■ **Task prompt**
Your copy should begin at the line containing "of the cabbage" and end at the last line of the records below, matching each line exactly and leaving out pictures.
START Exercise data
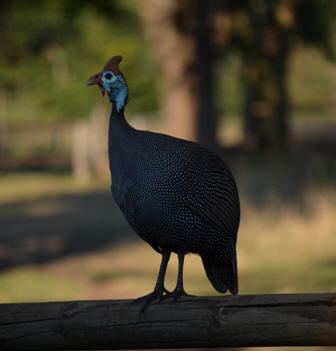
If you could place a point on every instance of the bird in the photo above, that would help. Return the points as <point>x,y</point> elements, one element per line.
<point>176,195</point>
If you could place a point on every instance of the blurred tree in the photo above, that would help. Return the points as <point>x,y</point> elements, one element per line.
<point>265,33</point>
<point>181,32</point>
<point>189,36</point>
<point>48,49</point>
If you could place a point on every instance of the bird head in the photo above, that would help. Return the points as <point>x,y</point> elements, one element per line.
<point>111,80</point>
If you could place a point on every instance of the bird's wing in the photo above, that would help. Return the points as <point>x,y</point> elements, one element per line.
<point>214,195</point>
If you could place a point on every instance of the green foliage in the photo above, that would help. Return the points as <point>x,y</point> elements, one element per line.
<point>50,48</point>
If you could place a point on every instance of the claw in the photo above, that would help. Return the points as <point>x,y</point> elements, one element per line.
<point>177,294</point>
<point>147,299</point>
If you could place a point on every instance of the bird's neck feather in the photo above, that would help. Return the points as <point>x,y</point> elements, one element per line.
<point>119,98</point>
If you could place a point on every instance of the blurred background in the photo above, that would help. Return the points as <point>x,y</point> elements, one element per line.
<point>253,80</point>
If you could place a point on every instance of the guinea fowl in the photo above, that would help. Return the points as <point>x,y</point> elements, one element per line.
<point>176,195</point>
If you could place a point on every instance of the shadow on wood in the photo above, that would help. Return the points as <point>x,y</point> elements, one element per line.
<point>223,321</point>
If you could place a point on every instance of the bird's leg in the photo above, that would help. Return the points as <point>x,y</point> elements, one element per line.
<point>159,289</point>
<point>179,290</point>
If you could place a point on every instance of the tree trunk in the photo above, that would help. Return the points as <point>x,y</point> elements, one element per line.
<point>207,117</point>
<point>264,78</point>
<point>176,55</point>
<point>179,31</point>
<point>202,322</point>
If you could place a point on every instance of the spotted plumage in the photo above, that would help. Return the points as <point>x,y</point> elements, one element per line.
<point>176,195</point>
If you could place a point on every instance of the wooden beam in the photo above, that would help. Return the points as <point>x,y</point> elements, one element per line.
<point>223,321</point>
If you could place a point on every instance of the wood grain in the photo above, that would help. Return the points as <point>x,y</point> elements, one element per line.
<point>224,321</point>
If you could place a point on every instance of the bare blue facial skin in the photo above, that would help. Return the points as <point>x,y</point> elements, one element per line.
<point>116,88</point>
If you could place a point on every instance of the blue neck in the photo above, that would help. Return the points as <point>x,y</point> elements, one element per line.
<point>119,97</point>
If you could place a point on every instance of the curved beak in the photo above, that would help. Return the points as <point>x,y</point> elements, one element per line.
<point>96,79</point>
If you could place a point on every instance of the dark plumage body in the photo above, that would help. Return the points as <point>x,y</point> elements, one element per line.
<point>177,196</point>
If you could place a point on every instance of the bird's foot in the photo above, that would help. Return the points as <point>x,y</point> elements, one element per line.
<point>177,294</point>
<point>147,299</point>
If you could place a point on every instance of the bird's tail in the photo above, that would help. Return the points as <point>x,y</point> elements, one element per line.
<point>223,276</point>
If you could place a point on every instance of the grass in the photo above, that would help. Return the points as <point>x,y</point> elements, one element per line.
<point>281,249</point>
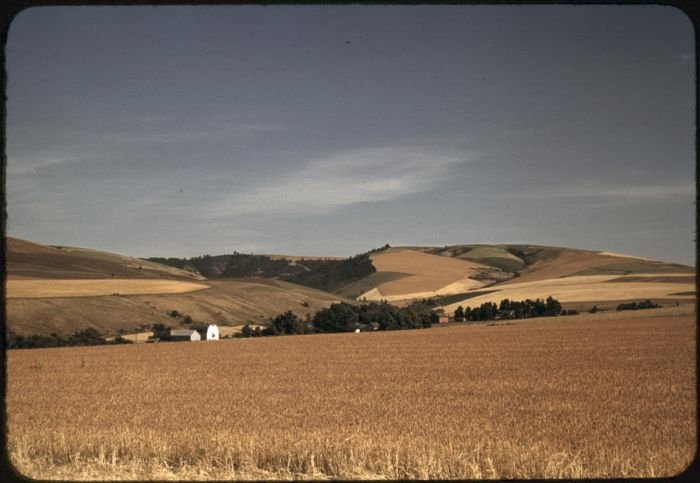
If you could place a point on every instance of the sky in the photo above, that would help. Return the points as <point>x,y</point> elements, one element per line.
<point>332,130</point>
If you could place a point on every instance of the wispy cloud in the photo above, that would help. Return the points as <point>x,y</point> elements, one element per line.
<point>619,192</point>
<point>347,178</point>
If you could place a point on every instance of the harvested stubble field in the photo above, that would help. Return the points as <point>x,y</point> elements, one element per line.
<point>572,397</point>
<point>48,288</point>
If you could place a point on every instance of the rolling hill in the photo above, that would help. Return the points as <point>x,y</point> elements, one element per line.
<point>52,289</point>
<point>63,289</point>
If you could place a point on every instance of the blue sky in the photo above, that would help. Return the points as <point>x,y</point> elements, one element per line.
<point>331,130</point>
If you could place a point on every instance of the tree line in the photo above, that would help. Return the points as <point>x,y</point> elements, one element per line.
<point>322,274</point>
<point>345,317</point>
<point>645,304</point>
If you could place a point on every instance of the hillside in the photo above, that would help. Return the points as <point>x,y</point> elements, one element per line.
<point>64,289</point>
<point>61,290</point>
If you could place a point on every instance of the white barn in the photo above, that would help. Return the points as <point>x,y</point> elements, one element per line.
<point>212,332</point>
<point>185,334</point>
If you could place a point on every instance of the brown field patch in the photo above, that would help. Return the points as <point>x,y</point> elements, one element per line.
<point>543,398</point>
<point>37,288</point>
<point>226,302</point>
<point>597,288</point>
<point>565,263</point>
<point>426,273</point>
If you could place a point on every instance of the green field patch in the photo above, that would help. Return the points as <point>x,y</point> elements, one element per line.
<point>635,267</point>
<point>459,297</point>
<point>659,279</point>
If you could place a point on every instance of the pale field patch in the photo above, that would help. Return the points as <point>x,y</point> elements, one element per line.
<point>45,288</point>
<point>428,273</point>
<point>621,255</point>
<point>456,287</point>
<point>545,398</point>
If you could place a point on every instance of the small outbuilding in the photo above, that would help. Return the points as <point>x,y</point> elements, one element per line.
<point>186,335</point>
<point>212,332</point>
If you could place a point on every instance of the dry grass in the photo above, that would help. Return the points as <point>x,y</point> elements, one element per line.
<point>565,263</point>
<point>543,398</point>
<point>96,287</point>
<point>426,274</point>
<point>227,302</point>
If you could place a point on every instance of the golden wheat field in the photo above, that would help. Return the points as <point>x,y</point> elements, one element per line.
<point>40,288</point>
<point>570,397</point>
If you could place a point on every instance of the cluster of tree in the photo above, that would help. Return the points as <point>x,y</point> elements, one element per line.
<point>323,274</point>
<point>510,309</point>
<point>344,317</point>
<point>89,336</point>
<point>645,304</point>
<point>171,262</point>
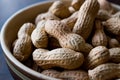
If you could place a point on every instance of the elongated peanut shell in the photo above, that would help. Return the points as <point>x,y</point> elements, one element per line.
<point>66,38</point>
<point>60,57</point>
<point>70,21</point>
<point>76,4</point>
<point>112,25</point>
<point>97,56</point>
<point>59,9</point>
<point>117,14</point>
<point>74,75</point>
<point>103,15</point>
<point>23,48</point>
<point>45,16</point>
<point>86,17</point>
<point>113,42</point>
<point>51,73</point>
<point>115,55</point>
<point>99,38</point>
<point>108,71</point>
<point>26,28</point>
<point>39,36</point>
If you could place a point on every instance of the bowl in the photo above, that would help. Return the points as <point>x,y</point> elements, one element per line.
<point>9,34</point>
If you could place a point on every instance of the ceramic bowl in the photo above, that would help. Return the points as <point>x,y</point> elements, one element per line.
<point>9,33</point>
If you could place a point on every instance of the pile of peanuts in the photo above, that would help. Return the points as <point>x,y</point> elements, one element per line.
<point>78,41</point>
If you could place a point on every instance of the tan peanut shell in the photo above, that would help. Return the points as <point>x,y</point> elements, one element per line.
<point>97,56</point>
<point>87,48</point>
<point>39,36</point>
<point>53,43</point>
<point>86,17</point>
<point>115,54</point>
<point>105,5</point>
<point>99,38</point>
<point>71,9</point>
<point>26,28</point>
<point>59,9</point>
<point>117,14</point>
<point>76,4</point>
<point>51,73</point>
<point>60,57</point>
<point>66,38</point>
<point>70,21</point>
<point>74,75</point>
<point>108,71</point>
<point>103,15</point>
<point>45,16</point>
<point>112,25</point>
<point>23,48</point>
<point>113,42</point>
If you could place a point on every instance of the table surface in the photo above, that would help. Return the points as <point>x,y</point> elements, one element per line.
<point>8,8</point>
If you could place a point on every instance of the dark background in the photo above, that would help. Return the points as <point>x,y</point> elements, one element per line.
<point>8,8</point>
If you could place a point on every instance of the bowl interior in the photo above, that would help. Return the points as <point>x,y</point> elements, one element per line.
<point>11,27</point>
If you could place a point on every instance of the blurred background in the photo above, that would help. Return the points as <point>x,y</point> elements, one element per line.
<point>8,8</point>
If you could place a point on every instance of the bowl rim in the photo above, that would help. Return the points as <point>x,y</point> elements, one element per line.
<point>8,53</point>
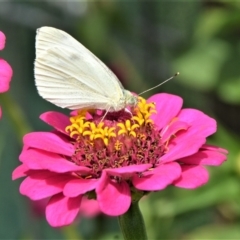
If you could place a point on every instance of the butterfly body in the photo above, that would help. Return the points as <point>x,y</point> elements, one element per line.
<point>68,75</point>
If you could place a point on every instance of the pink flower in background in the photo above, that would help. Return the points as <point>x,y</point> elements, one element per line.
<point>5,70</point>
<point>117,159</point>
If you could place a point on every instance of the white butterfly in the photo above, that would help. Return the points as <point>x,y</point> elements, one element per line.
<point>70,76</point>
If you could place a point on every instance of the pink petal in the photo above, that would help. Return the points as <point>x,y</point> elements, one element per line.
<point>183,145</point>
<point>157,179</point>
<point>128,170</point>
<point>114,198</point>
<point>42,184</point>
<point>49,142</point>
<point>61,210</point>
<point>5,75</point>
<point>57,120</point>
<point>2,40</point>
<point>172,129</point>
<point>20,171</point>
<point>205,157</point>
<point>89,207</point>
<point>192,177</point>
<point>201,124</point>
<point>79,186</point>
<point>38,159</point>
<point>167,107</point>
<point>214,148</point>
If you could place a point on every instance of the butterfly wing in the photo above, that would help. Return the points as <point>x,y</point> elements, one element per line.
<point>70,76</point>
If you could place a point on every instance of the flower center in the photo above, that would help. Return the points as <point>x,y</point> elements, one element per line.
<point>120,139</point>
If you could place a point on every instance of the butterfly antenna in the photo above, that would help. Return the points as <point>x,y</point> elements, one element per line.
<point>176,74</point>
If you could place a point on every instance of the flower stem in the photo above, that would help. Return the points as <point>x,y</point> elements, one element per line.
<point>132,224</point>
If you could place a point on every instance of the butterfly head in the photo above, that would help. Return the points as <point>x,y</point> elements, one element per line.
<point>130,99</point>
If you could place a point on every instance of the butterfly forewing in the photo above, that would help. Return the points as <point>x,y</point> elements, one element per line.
<point>69,75</point>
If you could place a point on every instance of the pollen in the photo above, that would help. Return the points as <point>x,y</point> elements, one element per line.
<point>111,140</point>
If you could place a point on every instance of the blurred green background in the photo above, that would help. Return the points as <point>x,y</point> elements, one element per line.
<point>144,43</point>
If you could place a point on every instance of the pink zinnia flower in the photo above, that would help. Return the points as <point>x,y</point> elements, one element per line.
<point>5,68</point>
<point>117,159</point>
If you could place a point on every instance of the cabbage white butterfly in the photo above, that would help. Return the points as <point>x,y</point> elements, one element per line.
<point>68,75</point>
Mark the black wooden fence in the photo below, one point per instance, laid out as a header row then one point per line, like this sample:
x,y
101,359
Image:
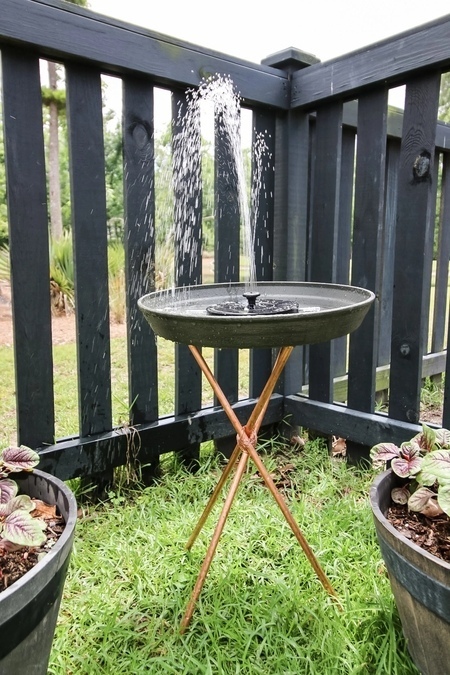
END Exercise data
■ **Exercise response**
If you could place a point on every instance of the cabbage white butterfly in the photo above, that would help. Return the points as <point>x,y</point> elements, one element per line.
<point>68,75</point>
Mark the black wooden fence in the photo below, one point per instance, laid out as a header row then one point per line, like this sample:
x,y
101,359
Image:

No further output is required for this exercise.